[EXERCISE BRIEF]
Output every line of the rows below as a numbered list, skipping blank lines and leaving out the pictures.

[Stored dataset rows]
==========

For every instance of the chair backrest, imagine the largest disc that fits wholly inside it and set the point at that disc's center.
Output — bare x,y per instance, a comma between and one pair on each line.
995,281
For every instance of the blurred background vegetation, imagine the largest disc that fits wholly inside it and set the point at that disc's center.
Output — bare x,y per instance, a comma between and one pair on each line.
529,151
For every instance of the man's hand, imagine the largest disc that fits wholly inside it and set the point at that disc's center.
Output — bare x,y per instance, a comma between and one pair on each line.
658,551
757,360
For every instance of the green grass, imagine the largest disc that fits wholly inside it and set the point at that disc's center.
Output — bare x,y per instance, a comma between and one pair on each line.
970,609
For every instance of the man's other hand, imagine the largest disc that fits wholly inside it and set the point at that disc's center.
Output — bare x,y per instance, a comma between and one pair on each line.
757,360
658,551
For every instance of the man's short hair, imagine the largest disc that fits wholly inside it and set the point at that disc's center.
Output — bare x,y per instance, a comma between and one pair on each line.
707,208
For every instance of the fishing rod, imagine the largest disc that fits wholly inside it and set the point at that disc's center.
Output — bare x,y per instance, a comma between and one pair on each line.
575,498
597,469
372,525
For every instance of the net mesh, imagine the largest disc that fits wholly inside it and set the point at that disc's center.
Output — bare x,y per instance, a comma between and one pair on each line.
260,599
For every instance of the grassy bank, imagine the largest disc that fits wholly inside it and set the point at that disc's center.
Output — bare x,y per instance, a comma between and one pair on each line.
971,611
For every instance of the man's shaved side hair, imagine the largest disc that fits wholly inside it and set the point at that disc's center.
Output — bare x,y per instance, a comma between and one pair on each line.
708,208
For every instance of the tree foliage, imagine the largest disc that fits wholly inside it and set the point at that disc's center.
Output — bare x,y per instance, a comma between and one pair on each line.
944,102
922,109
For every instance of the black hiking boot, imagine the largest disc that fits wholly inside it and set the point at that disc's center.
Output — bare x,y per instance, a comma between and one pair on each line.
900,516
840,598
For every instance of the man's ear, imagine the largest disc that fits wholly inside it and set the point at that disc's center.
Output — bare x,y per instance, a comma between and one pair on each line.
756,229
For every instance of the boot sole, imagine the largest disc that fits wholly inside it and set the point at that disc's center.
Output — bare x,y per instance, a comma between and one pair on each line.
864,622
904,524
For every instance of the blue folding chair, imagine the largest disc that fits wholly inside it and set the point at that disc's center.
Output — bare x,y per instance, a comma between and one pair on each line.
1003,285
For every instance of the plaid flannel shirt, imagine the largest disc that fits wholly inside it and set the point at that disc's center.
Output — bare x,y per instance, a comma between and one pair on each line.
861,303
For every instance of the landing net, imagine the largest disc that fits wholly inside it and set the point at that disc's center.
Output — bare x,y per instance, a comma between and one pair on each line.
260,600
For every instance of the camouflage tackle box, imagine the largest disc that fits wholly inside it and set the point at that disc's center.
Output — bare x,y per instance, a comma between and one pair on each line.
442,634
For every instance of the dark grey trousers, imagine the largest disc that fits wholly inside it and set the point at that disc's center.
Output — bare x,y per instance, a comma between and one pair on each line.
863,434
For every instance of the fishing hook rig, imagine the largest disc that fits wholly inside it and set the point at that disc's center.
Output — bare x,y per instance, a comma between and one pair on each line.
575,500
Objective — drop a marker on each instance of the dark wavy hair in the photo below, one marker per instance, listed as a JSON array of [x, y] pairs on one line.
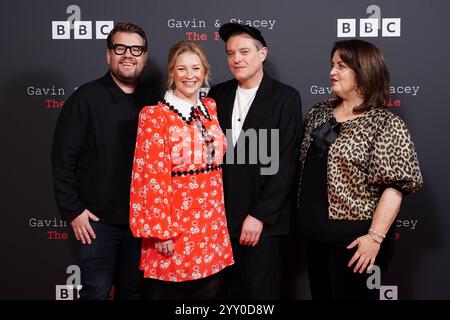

==========

[ANSWER FOR THIS EXERCISE]
1. For every instance of the chair backrest, imagine the largest disc that fits wholly inside it and set the point at that disc's center.
2. Output — bare x,y per instance, a comma between and one pair on each line.
3. 995,281
4. For every instance of the blurred background vegetation, imagine the largest disc that fits wholly inside it and set the point at that disc's center.
5. Output — bare x,y per instance, a comma between and one pair on each line.
6. 529,151
7. For every instance of the man's hand, imagine the largest disc that fits wholly inside it and set the point at that disc's center.
8. Output — bare x,y per instance, a comma between and one pair on each line.
9. 658,551
10. 757,360
11. For every instance of the green grass, imagine the largest disc that fits wholly inside it and set the point at that disc's center.
12. Output — bare x,y per instance, a comma between and one pair on each line.
13. 970,609
14. For every instance of the man's other hand, imagine the largest disc that fits wholly inside it and set the point at that disc's center.
15. Output — bare x,y per instance, a comma between and one pair on each line.
16. 757,360
17. 658,551
18. For every instance of the man's short hair, imagine the largest disc that fits wholly inside it and set the point at that disc's center.
19. Output — bare x,y per instance, a comma between and one pair on each line.
20. 707,208
21. For every instance of the fishing rod, imagine the largest disc that fits wholly inside it and set the point at that disc's center.
22. Output — bare x,y per instance, a comma between and one pair on each line.
23. 575,498
24. 597,469
25. 372,525
26. For every instance of the net mesh, imagine the largest disc that fits wholly inside it and set the point at that disc's center.
27. Output — bare x,y per instance, a comma between and one pair on each line.
28. 260,599
29. For every instance of the grassy bank, imagine the largest disc that fits wholly inside it and set the point at that disc's center.
30. Output — bare x,y per instance, a comma between and one pair on each line.
31. 971,611
32. For every instance of the man's shaved side hair, imagine the largest disc that fits wholly inside it and set the point at that disc's center.
33. Output — bare x,y per instance, a comma between and one pair on each line.
34. 708,208
35. For every instance of the tree foliage, imagine the largest disc that fits wholly inside it and set the point at that disc's center.
36. Output — bare x,y per instance, a comma between and one pair on each line.
37. 944,102
38. 922,109
39. For every instance of the black hiking boot, imagine the largest disc that fits wholly inside it and set the point at that disc's center.
40. Output — bare x,y per instance, a comma between and one pair on each line.
41. 900,516
42. 840,598
43. For every instance of the man's ear, imagine the largest disc that fits wholly inside it and set the point at that disc's center.
44. Output — bare x,y per instance, a comma between and one pair on each line.
45. 756,229
46. For every instance of the boot sole, imagine the largest disc that fits wholly inside it and set the point at that disc's center.
47. Output — bare x,y per instance, a comma between and one pair on each line.
48. 864,622
49. 904,524
50. For every instance of the blue folding chair, imagine the largest disc that fits wholly inside it and set the point at that disc's center.
51. Output — bare x,y per instance, a comma between and one pair on each line.
52. 1003,285
53. For every instance of the plaid flannel shirt, imagine the largest disc that fits wholly inside it and set the point at that disc's center.
54. Output — bare x,y per instance, a comma between and one pair on each line.
55. 861,303
56. For every instance of the landing net, imagine the largest disc that fits wholly inside it and set the point at that disc's center.
57. Output — bare x,y per instance, a comma between and one pair on each line.
58. 260,600
59. For every instance of the camouflage tackle box, imagine the largest disc that fits wholly inside it and set the point at that disc's center.
60. Output — bare x,y per instance, a comma between and one pair on each line.
61. 442,634
62. For every instance of the dark grey trousers, imagine the largest disc that fits wholly inside it and set the point at that disc's center.
63. Output — bare x,y per instance, a comma between and one pair on each line.
64. 863,434
65. For every instance of the fishing hook rig, imagine the largest disc that fits wholly inside it and set the point at that disc's center.
66. Output — bare x,y per instance, a comma between and one pair on each line.
67. 575,500
68. Objective — drop a marker on each instance of the dark wavy hair in the photo below, one marker per instance, listed as a JSON array of [x, y] pairs on one line.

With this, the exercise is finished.